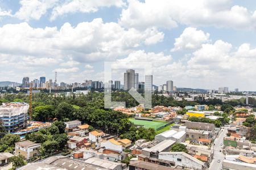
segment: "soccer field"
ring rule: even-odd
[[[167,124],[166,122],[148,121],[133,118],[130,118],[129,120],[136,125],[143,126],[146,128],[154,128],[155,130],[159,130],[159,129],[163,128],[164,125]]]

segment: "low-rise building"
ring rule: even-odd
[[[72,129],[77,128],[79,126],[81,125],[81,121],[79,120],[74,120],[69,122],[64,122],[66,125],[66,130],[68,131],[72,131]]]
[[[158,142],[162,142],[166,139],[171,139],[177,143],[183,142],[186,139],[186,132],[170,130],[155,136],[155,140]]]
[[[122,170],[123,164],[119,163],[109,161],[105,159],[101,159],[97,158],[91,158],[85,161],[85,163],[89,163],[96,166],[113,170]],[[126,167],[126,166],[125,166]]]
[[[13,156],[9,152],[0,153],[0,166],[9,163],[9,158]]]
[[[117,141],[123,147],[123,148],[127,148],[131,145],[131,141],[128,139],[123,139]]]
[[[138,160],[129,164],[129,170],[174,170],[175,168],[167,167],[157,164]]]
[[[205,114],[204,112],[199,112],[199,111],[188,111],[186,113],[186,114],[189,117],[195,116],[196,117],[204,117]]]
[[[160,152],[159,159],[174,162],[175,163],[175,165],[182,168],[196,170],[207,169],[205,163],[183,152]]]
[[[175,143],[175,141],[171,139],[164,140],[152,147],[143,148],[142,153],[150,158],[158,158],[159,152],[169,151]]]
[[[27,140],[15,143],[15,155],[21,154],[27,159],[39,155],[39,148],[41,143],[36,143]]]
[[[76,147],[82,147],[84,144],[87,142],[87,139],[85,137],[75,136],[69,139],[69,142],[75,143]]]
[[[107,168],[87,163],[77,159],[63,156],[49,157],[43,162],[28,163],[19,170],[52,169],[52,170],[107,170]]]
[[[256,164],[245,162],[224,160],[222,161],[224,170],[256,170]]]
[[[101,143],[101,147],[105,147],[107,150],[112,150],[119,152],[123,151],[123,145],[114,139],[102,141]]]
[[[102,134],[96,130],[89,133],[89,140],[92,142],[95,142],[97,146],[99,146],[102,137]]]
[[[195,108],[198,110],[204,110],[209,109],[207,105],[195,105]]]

####

### [DIRECTIVE]
Do not copy the pictures, but repeat every line exactly.

### [FINISHED TASK]
segment: "soccer field"
ring rule: even-odd
[[[167,124],[166,122],[148,121],[133,118],[130,118],[129,120],[136,125],[143,126],[146,128],[154,128],[155,130],[159,130],[159,129],[163,128],[164,125]]]

segment: "low-rise building"
ring rule: even-odd
[[[72,129],[77,128],[79,126],[81,125],[81,121],[79,120],[74,120],[69,122],[64,122],[66,125],[66,130],[68,131],[72,131]]]
[[[158,142],[162,142],[166,139],[171,139],[177,143],[183,142],[186,139],[186,132],[170,130],[155,136],[155,140]]]
[[[122,170],[123,164],[119,163],[109,161],[105,159],[101,159],[97,158],[91,158],[85,161],[85,163],[89,163],[96,166],[113,170]],[[126,167],[126,166],[125,166]]]
[[[13,156],[9,152],[0,153],[0,166],[9,163],[9,158]]]
[[[117,141],[123,147],[123,148],[127,148],[131,145],[131,141],[128,139],[123,139]]]
[[[138,160],[129,164],[129,170],[174,170],[175,168],[167,167],[157,164]]]
[[[205,114],[204,112],[199,112],[199,111],[188,111],[186,113],[186,114],[189,117],[195,116],[196,117],[204,117]]]
[[[160,152],[159,159],[174,162],[175,163],[175,165],[182,168],[196,170],[207,169],[205,163],[183,152]]]
[[[175,143],[175,141],[171,139],[164,140],[152,147],[143,148],[142,153],[150,158],[158,158],[159,152],[169,151]]]
[[[27,140],[15,143],[15,155],[21,154],[27,159],[39,155],[39,148],[41,143],[36,143]]]
[[[76,147],[82,147],[84,144],[87,142],[87,139],[85,137],[75,136],[69,139],[69,142],[75,143]]]
[[[107,168],[87,163],[77,159],[63,156],[49,157],[43,162],[28,163],[19,170],[52,169],[52,170],[107,170]]]
[[[256,164],[245,162],[224,160],[222,161],[224,170],[256,170]]]
[[[101,143],[101,147],[105,147],[107,150],[112,150],[119,152],[123,151],[123,145],[114,139],[102,141]]]
[[[102,134],[96,130],[89,133],[89,140],[92,142],[95,142],[97,146],[99,146],[102,137]]]
[[[195,108],[198,110],[204,110],[209,109],[207,105],[195,105]]]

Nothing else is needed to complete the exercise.